> **What is asked**
Rewrite the lines from the one containing "Note: for this drill we locate the ferrari" through the end as a two-column CSV with the headers text and answer. Give one row for each line and its answer, with each value in a single quoted field and any line breaks replaced by spaces.

=== Given data ===

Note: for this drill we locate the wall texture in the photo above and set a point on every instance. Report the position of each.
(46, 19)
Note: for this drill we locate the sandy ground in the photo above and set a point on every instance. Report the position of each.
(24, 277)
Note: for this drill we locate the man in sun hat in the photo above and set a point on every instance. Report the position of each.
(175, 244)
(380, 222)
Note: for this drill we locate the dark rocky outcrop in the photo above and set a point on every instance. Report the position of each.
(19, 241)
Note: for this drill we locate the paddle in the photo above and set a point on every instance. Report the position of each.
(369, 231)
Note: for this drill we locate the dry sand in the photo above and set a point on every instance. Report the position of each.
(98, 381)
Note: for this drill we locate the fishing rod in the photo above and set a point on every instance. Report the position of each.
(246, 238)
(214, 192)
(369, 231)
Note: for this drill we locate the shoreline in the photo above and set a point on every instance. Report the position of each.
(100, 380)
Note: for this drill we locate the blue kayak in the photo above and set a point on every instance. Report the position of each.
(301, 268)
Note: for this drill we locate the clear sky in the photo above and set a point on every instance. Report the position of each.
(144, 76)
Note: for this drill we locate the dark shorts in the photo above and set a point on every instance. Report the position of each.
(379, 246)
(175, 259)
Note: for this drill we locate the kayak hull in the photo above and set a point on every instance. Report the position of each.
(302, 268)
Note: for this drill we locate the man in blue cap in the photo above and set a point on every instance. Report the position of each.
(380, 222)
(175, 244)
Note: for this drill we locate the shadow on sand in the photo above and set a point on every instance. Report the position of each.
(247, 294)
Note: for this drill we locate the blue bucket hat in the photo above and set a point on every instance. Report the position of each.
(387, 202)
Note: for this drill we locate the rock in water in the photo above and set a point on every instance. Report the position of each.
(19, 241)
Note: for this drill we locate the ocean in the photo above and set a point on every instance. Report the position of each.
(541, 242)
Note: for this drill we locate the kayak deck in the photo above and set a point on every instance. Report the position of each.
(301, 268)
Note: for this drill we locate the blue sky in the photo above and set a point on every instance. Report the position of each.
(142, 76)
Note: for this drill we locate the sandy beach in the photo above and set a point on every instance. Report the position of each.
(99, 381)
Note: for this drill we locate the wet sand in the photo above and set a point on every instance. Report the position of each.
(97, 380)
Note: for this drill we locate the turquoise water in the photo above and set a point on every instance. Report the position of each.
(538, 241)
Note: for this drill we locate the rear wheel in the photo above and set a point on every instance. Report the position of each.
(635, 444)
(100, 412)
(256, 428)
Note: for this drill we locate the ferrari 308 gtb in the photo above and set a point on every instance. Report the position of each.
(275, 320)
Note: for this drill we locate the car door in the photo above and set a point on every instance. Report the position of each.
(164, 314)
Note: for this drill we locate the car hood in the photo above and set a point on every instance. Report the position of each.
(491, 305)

===

> **Result below**
text,answer
"Note: for this drill we locate the ferrari 308 gtb in the photo above and set a point on every instance. Report the position of each.","(275, 320)"
"Note: for this drill we locate the car door in the photo above and set a point on every instance. Report the position of each.","(164, 314)"
"Note: for this drill we locate the car hood in the photo above and set a point on every instance. Report the position of each.","(491, 305)"